# EXTRACTED ENTRIES

------------------------------------------------------------

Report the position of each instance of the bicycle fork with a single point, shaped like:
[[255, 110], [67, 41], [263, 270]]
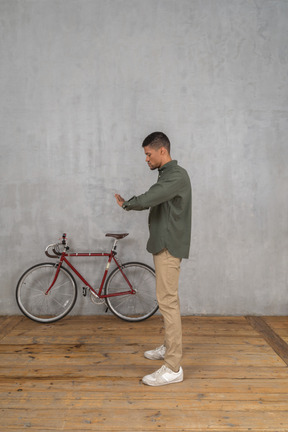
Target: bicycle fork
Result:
[[59, 264]]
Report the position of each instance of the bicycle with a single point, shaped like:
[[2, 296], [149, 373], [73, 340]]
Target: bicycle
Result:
[[47, 292]]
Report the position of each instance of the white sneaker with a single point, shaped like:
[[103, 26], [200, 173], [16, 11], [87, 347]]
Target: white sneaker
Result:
[[163, 376], [157, 354]]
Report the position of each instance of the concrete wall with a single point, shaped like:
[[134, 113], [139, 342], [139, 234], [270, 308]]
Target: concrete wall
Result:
[[84, 81]]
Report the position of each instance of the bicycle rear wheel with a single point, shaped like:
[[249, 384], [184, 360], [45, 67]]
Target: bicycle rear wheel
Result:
[[32, 298], [132, 307]]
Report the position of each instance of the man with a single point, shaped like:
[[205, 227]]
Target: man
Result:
[[169, 201]]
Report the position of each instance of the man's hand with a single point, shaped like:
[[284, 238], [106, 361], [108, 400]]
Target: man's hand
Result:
[[119, 199]]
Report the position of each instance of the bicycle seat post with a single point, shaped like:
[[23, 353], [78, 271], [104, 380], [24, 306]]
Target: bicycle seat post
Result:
[[114, 246]]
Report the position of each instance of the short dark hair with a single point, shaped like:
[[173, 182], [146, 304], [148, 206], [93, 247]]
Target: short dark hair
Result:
[[157, 140]]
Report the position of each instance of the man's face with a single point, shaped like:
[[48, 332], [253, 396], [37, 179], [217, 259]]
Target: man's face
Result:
[[153, 157]]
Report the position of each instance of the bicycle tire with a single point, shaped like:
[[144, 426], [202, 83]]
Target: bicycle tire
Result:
[[132, 307], [31, 288]]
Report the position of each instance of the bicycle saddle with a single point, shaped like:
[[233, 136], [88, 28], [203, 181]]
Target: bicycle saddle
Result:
[[117, 236]]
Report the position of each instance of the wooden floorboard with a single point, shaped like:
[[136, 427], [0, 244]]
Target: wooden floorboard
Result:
[[84, 374]]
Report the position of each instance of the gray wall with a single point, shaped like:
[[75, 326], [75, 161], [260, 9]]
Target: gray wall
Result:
[[84, 81]]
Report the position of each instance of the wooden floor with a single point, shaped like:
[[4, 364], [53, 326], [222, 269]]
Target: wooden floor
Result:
[[84, 374]]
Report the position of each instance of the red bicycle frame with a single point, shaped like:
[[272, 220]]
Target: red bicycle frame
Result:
[[111, 255]]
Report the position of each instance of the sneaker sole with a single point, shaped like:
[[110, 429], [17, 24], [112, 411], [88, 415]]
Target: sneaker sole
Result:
[[154, 384], [153, 358]]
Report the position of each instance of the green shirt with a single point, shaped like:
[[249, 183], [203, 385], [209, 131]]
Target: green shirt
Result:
[[170, 202]]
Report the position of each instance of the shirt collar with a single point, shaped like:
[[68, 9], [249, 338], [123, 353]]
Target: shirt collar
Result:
[[168, 165]]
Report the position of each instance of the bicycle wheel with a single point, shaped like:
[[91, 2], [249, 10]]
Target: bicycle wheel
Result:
[[132, 307], [32, 298]]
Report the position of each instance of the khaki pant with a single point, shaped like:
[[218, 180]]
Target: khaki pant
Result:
[[167, 270]]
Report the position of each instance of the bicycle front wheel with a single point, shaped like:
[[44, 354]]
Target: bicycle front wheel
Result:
[[33, 299], [132, 307]]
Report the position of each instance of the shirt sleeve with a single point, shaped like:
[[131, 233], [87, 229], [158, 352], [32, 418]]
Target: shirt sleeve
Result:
[[164, 190]]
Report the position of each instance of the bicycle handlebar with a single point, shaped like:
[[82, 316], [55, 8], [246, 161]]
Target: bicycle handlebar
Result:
[[55, 248]]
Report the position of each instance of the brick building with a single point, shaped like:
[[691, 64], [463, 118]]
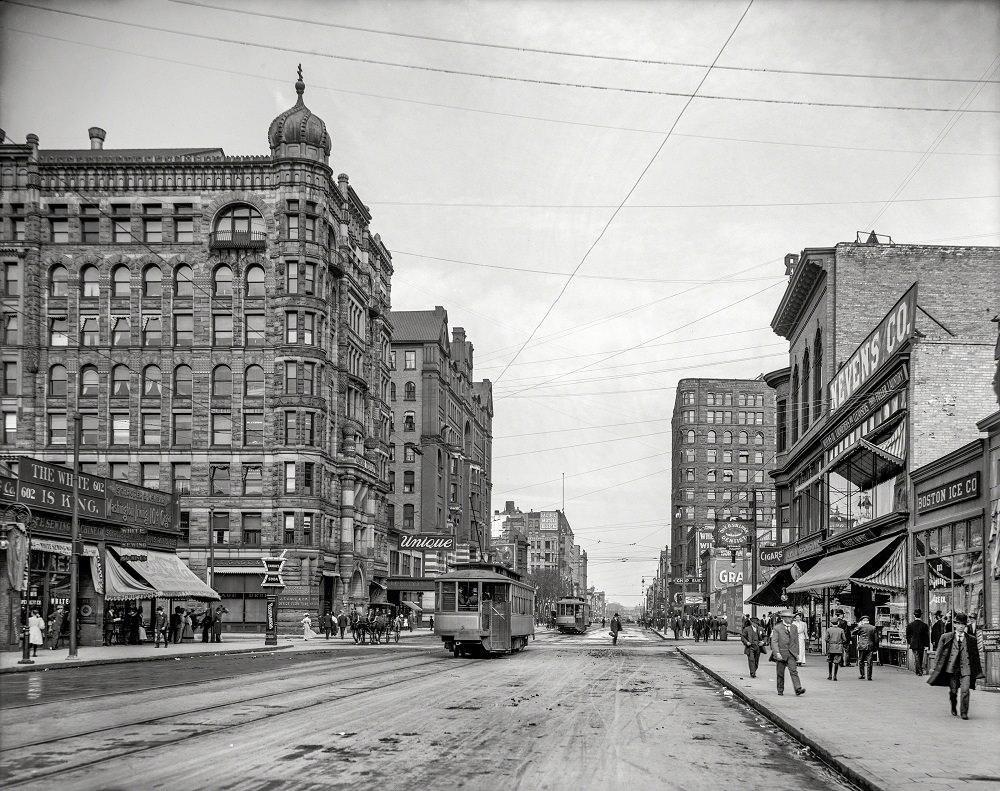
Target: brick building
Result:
[[723, 434], [219, 323], [441, 443], [890, 362]]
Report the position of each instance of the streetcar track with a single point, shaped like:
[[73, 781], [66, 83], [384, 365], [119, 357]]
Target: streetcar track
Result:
[[158, 687], [200, 729]]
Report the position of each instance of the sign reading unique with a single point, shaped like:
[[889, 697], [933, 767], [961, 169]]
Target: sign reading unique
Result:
[[428, 542], [885, 340], [732, 534], [964, 488]]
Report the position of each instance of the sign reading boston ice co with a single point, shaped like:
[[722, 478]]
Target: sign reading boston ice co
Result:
[[872, 355], [139, 507], [964, 488], [428, 542]]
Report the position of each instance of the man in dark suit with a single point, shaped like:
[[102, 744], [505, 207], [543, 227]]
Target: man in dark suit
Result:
[[957, 665], [752, 637], [785, 652], [918, 637]]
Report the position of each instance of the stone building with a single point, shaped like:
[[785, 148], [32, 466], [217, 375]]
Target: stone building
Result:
[[441, 443], [890, 364], [723, 451], [220, 324]]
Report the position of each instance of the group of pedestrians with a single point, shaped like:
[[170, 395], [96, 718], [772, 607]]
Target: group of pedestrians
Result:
[[957, 663]]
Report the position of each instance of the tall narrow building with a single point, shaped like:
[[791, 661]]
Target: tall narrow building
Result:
[[219, 325]]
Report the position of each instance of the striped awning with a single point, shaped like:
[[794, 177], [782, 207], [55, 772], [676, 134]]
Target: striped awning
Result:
[[892, 575]]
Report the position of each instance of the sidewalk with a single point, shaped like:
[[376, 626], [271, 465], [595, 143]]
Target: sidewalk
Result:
[[233, 644], [894, 733]]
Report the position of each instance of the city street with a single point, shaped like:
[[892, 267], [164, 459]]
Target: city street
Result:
[[568, 712]]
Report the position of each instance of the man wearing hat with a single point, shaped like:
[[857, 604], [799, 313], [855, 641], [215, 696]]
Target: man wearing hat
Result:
[[918, 637], [784, 651], [867, 643], [957, 665]]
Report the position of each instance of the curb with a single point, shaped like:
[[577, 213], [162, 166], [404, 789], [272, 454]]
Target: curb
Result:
[[796, 733], [129, 660]]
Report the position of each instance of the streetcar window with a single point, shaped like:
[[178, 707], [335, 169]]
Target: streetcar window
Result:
[[447, 596]]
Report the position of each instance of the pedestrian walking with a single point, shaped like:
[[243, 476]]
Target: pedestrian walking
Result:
[[957, 665], [784, 645], [36, 631], [864, 635], [918, 638], [752, 637], [835, 637], [616, 627], [307, 632], [800, 627]]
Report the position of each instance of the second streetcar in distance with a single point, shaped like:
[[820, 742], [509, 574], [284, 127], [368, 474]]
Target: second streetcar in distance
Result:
[[572, 615]]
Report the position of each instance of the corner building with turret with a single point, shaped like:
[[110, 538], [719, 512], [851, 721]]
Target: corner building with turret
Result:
[[219, 324]]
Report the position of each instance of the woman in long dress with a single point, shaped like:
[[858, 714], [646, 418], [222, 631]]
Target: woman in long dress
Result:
[[36, 632], [800, 627], [307, 632]]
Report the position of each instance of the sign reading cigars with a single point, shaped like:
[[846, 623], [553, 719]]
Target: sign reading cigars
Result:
[[885, 340], [428, 542]]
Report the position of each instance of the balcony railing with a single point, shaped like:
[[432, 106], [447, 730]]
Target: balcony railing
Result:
[[237, 240]]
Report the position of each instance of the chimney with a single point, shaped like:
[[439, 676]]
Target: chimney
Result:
[[97, 136]]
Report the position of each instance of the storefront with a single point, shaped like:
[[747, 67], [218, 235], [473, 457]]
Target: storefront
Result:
[[950, 529]]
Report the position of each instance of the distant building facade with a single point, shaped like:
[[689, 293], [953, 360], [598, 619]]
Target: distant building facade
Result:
[[220, 325]]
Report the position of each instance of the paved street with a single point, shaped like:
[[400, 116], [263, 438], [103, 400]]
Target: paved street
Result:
[[569, 712]]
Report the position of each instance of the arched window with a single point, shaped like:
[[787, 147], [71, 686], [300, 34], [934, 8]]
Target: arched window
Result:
[[121, 281], [805, 391], [817, 375], [121, 378], [253, 381], [89, 381], [183, 281], [222, 381], [57, 381], [222, 281], [255, 281], [182, 381], [58, 278], [238, 219], [90, 282], [151, 381], [151, 281]]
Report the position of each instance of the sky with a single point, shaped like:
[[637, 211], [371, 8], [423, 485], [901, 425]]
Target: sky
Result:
[[601, 193]]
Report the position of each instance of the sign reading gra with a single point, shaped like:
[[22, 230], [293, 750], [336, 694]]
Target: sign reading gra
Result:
[[964, 488], [732, 534], [428, 542], [771, 556], [874, 352]]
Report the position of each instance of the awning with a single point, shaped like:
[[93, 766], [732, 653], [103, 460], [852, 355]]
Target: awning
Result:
[[170, 578], [866, 463], [119, 585], [836, 570], [892, 575]]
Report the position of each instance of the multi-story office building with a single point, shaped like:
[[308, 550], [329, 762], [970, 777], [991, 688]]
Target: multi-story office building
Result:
[[891, 356], [441, 443], [219, 325], [723, 450]]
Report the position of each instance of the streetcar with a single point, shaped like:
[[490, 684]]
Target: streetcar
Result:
[[572, 615], [483, 609]]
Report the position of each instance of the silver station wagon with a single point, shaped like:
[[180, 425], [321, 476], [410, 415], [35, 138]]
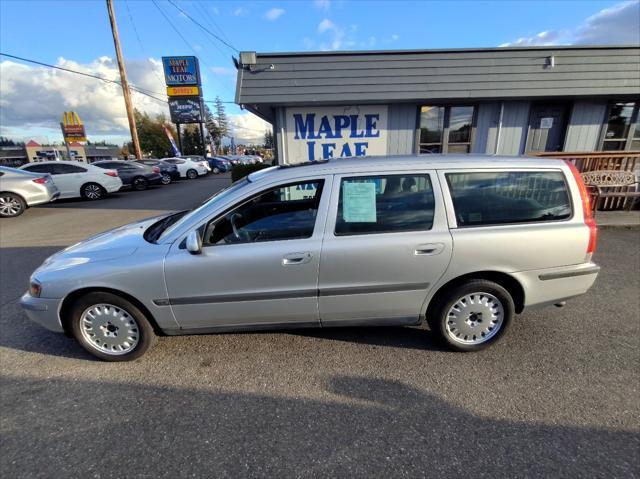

------------------------------------------------------------

Switch every "bicycle" to "bike" in the entries from the line with "Report the position of each instance of the man with" through the line with "[[117, 236]]", and give only those lines with nothing else changed.

Report the position of each instance of the man with a single point, shaped like:
[[205, 227]]
Target: man
Result:
[[169, 201]]
Report the position of each instance of the man's hand with a single point, shaped like:
[[284, 238], [106, 361], [108, 400]]
Target: man's hand
Result:
[[119, 199]]
Report the position of each instance of the bike seat post with a single point, shaped like:
[[23, 353], [78, 271], [104, 380], [24, 306]]
Target: bike seat post
Result:
[[114, 246]]
Report the position of each instance of the short dark hair with a single point, shaped like:
[[173, 182], [146, 304], [148, 206], [93, 247]]
Target: short dark hair
Result:
[[157, 140]]
Report the position of each instance of the man's face with a single point, shaped like:
[[48, 332], [253, 396], [37, 179], [217, 259]]
Target: man's face
Result:
[[153, 157]]
Report the position of each instance of the bike tire with a single point, shaped like:
[[144, 426], [202, 83]]
Target: bike tire
Result:
[[132, 307], [31, 288]]
Report the position of each instance of the bike saddle with a single point, shaped like:
[[233, 136], [88, 28], [203, 181]]
Target: bike saddle
Result:
[[117, 236]]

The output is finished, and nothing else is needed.